> [Yapılacaklar]:
A. Verilen metinde "Hıncal Uluç'tan Sabah'a" ile başlayıp "müthiş bir şöför.." ile biten bölümü hiçbir değişiklik yapmadan yeniden yazın.
B. Verilen metindeki "Beni o linç kalabalığının içinden aldılar." cümlesini İngilizceye çevirin.

> [Verilen metin]:
#####

Hıncal Uluç'tan Sabah'a rest
Abone olAziz Yıldırım'ın iddiaları ile ilgili Sabah'ın izlediği politikayı beğenmeyen Hıncal Uluç, gazetesine rest çekti.
Kapkara bir sabaha uyanmak.. Ben o günü unutmam.. Kaç yıl geçti
aradan hatırlamıyorum bile.. Ama olay her ayrıntısı ile aklımda..
Kızılay'dan Ulus'a, gazeteye gidiyorum, Ankara'da, dolmuşla.. Tam
Gençlik Parkı'nın kapısının karşısına doğru yolun kenarında işaret
eden iki kişi var.. Bizim şöför yavaşladı.. Kızıl saçlı biri.. Ama
alamadı yolcuları.. Çünkü tam o sırada arkamızdan gelen bir başka
dolmuş hızla fırladı.. Bizi solladı ve ayni hızla sağa kırıp
yolumuzu kesti.. Hani polis arabaları filmlerde kaçan soyguncuların
yolunu keser ya aynen öyle.. Bizim kızılsaç müthiş bir şöför..
Nasıl kurtardı kazayı anlatmam mümkün değil.. Bir yolcu 25 kuruş..
50 kuruş için paramparça olacağız.. Öyle gözü kara arkadakinin.. O
anın öfke ve dehşeti içinde haykırmışım.. "Vay hayvan vay.." Zınk
diye durdu, kızıl.. Zınk diye durdu.. Arkaya bana döndü.. "İn
aşağı" dedi.. "Hemen in aşağı.. Sen benim meslekdaşıma nasıl
'Hayvan' dersin.." İndim.. O da indi.. Bizi nerdeyse öldürecek olan
şöförü gösteriyor.. "Özür dile" diye bağırıyor.. Ben şaşkın şaşkın
bakarken, Ankara'nın nerdeyse tüm dolmuşları ordan geçiyor.. Ben
diyeyim 20, siz deyin 40 dolmuş daha durdu. Trafik kesildi.. Kızıl
bağırıyor.. "Bu adam benim şöför arkadaşıma 'Hayvan' dedi.." Bir
iki dolmuşçunun elinde levyeler gördüm, bana koşan.. Niye
hayattayım, niye yaşıyorum, o linçten nasıl kurtuldum bilir
misiniz?.. Olay tam Gençlik Parkı'nın kapısının karşısında oldu,
dedim ya.. Tam orada karakol var.. Trafik durmuş.. İnsanlar
yığılmış.. Polisler o hızla fırlamışlar.. Beni o linç kalabalığının
içinden aldılar. Karakola davet ettiler.. Bir de çay içirip
yolladılar.. **** Bunu niye anlattım.. Meslek, meslekdaş bilinci,
30 yıl önce, o kızıl saçlı dolmuş şöföründe vardı.. Nerdeyse kendi
canını ve arabasını yok edecek birine "Hayvan" dedim diye köpürdü..

#####

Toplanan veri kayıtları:
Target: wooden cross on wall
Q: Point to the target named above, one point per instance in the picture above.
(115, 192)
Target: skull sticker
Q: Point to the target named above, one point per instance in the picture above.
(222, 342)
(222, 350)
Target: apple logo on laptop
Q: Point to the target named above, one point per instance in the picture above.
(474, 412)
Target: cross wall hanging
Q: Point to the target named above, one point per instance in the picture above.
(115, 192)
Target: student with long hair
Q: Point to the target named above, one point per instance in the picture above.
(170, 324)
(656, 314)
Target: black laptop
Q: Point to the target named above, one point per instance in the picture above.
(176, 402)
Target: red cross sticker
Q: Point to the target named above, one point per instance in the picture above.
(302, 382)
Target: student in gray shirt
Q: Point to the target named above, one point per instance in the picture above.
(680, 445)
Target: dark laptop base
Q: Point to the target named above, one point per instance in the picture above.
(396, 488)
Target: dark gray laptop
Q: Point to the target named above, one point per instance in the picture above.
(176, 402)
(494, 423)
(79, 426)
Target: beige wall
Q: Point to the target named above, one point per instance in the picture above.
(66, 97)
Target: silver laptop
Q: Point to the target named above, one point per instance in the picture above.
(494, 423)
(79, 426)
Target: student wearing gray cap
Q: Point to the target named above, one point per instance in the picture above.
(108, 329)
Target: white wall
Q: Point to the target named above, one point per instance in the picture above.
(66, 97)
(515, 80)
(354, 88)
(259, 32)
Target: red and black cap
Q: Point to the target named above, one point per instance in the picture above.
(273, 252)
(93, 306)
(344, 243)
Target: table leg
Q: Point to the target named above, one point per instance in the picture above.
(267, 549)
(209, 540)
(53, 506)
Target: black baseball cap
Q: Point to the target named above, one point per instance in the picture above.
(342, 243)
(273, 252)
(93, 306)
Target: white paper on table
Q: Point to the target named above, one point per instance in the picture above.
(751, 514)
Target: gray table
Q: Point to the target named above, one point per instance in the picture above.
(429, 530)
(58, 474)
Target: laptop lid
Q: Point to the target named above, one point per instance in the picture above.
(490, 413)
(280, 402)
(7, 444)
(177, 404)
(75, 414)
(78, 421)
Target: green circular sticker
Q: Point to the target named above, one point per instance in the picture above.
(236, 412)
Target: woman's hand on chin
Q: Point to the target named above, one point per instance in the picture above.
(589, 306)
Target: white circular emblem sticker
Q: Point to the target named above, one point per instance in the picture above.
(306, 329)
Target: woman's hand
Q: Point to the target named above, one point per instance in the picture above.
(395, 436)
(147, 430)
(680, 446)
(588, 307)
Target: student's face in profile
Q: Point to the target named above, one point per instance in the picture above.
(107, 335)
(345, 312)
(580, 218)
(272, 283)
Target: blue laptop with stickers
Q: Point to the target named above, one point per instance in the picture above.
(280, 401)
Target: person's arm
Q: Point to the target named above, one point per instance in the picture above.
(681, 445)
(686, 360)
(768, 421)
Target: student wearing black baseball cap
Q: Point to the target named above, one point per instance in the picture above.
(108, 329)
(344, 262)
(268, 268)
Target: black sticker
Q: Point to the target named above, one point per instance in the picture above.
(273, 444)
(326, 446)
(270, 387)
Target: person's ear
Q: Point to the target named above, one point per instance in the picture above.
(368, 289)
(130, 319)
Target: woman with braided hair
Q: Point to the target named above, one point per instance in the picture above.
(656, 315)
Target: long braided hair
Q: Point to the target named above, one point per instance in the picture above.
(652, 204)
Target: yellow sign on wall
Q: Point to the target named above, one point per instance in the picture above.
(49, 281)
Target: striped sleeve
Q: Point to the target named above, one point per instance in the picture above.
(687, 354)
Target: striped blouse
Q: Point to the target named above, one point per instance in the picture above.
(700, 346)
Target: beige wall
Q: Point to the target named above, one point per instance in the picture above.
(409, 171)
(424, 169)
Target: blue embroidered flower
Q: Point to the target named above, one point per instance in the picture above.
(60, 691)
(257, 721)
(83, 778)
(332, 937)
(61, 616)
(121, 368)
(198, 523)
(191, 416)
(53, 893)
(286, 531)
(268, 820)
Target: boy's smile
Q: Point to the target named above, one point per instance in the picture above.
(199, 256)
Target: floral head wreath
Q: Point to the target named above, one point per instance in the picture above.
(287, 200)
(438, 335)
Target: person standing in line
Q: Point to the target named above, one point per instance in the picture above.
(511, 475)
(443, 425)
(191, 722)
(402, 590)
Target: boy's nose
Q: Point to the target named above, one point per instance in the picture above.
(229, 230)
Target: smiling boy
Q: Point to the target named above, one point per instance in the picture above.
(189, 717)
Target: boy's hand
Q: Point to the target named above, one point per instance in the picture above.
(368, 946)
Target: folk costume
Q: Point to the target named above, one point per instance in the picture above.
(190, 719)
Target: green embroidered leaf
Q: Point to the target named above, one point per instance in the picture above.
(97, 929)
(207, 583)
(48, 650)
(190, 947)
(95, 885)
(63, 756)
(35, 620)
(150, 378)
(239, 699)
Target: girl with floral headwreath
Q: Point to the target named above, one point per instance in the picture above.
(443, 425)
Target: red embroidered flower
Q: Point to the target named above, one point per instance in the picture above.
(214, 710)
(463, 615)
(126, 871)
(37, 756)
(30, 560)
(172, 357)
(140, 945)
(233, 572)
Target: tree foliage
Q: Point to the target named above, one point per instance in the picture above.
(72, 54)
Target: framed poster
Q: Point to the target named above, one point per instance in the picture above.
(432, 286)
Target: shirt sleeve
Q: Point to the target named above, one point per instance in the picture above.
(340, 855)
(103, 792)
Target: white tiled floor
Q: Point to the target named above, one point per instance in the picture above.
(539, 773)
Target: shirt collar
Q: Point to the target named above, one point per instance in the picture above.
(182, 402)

#####

> [Görev yanıtları]:
A.
Hıncal Uluç'tan Sabah'a rest
Abone olAziz Yıldırım'ın iddiaları ile ilgili Sabah'ın izlediği politikayı beğenmeyen Hıncal Uluç, gazetesine rest çekti.
Kapkara bir sabaha uyanmak.. Ben o günü unutmam.. Kaç yıl geçti
aradan hatırlamıyorum bile.. Ama olay her ayrıntısı ile aklımda..
Kızılay'dan Ulus'a, gazeteye gidiyorum, Ankara'da, dolmuşla.. Tam
Gençlik Parkı'nın kapısının karşısına doğru yolun kenarında işaret
eden iki kişi var.. Bizim şöför yavaşladı.. Kızıl saçlı biri.. Ama
alamadı yolcuları.. Çünkü tam o sırada arkamızdan gelen bir başka
dolmuş hızla fırladı.. Bizi solladı ve ayni hızla sağa kırıp
yolumuzu kesti.. Hani polis arabaları filmlerde kaçan soyguncuların
yolunu keser ya aynen öyle.. Bizim kızılsaç müthiş bir şöför..

B. They pulled me out of the middle of that lynch mob.